START SUPPLIED RECORDS
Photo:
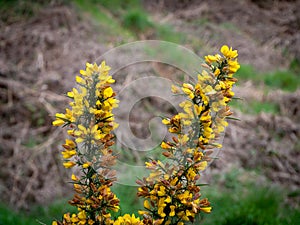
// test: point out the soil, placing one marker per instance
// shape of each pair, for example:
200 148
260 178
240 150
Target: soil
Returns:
40 56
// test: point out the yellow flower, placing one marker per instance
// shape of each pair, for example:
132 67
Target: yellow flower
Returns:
68 153
147 204
69 164
172 208
86 165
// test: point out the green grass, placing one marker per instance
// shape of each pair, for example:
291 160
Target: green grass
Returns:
286 80
241 201
37 215
255 107
106 22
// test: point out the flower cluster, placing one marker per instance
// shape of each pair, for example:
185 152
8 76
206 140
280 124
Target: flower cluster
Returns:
171 191
90 121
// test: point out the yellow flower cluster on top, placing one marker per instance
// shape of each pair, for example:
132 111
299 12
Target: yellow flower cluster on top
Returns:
90 121
171 191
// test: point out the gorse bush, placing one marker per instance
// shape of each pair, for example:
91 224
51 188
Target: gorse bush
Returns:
171 192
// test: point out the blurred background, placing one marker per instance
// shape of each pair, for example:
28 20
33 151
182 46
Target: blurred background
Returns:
43 45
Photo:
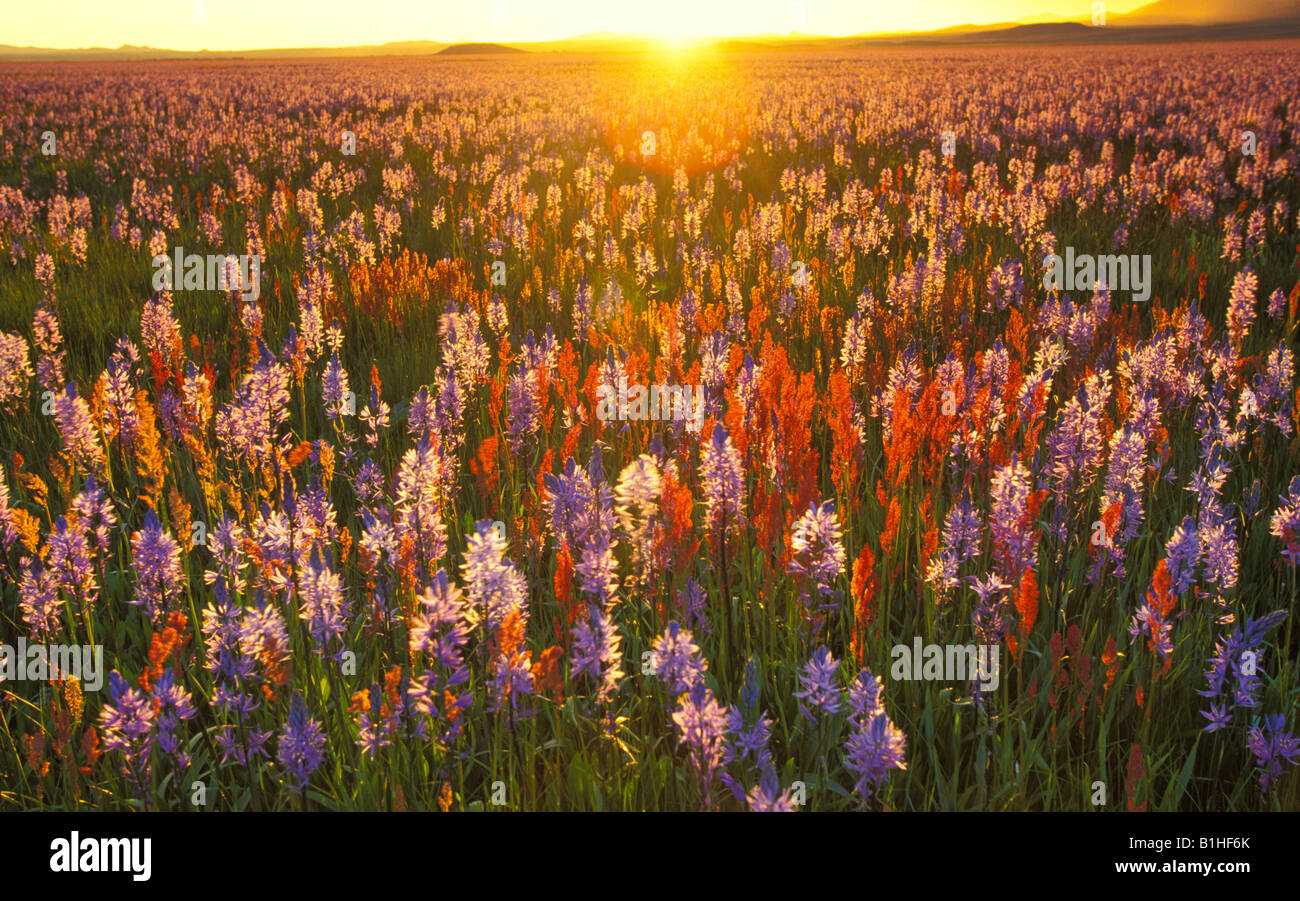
END SUPPLIED RECORDS
* _WHAT IS REQUIRED_
Retype the entries word for word. Omit any images.

* _WRITTEN RESPONSE_
Photo:
// test: point out the soil, placing one marker per instance
// shape of each pair, for example:
200 148
260 178
240 150
Target: soil
Returns:
40 56
// test: point out the yellow flower, placing one marker per instance
// shape of each pair, for example:
132 67
Target: yellow flower
Returns:
68 153
147 204
69 164
172 208
86 165
// test: point out the green grass, placing one marker per instance
// shape of each pair, for example:
291 160
Target: green grass
Returns:
286 80
241 201
37 215
255 107
106 22
// test: point out the flower cluster, placing one marker per instance
// shape of each pair, for example:
185 152
8 76
206 140
280 124
Target: flower cluster
Returns:
171 191
90 121
// test: point out the yellow flower cluster on top, placing one marker per instance
// shape of each pair, for example:
132 111
299 12
Target: yellow flower cluster on top
Returns:
90 121
171 191
// test: point out the gorse bush, placing one marker per instance
// shape of each pair, for example:
91 224
51 188
Target: gorse bush
Returns:
171 192
// test: point out the blurred background, placing one marker per instance
// shape of each pair, for example:
28 20
33 151
182 46
Target: blurred background
Returns:
43 45
Photo:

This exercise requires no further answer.